*Stated task*: In the article below on the trial over handwritten Eagles lyrics, recast the paragraph that begins "The defendants – rare-books dealer" as a short list, keeping its main facts.

*Document excerpt*:
Don Henley's attempt to reclaim stolen Eagles lyrics to "Hotel California" was thwarted by defendants, prosecutors say

Handwritten “Hotel California” lyrics at center of lawsuit

Handwritten “Hotel California” lyrics at center of lawsuit


A never-published biography of the Eagles delved deeply into the superstar classic rock band’s 1980 breakup, their longtime manager testified Wednesday, saying co-founders Glenn Frey and Don Henley were “very disappointed” with the manuscript.

The book never found a publisher. But four decades later, it’s part of another story: a criminal trial that opened Wednesday and involves roughly 100 pages of hand-drafted lyrics to “Hotel California” and other Eagles hits.

The defendants – rare-books dealer Glenn Horowitz, former Rock & Roll Hall of Fame curator Craig Inciardi and memorabilia seller Edward Kosinski – got the documents via Ed Sanders, a noted poet and nonfiction writer who also co-founded the avant-garde rock group the Fugs.

*Supplied data*:
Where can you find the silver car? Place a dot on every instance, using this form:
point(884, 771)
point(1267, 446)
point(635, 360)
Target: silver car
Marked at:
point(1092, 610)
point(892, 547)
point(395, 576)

*Worked answer*:
Defendants:
- Glenn Horowitz, rare-books dealer
- Craig Inciardi, former Rock & Roll Hall of Fame curator
- Edward Kosinski, memorabilia seller

They got the documents via Ed Sanders, a noted poet and nonfiction writer who co-founded the avant-garde rock group the Fugs.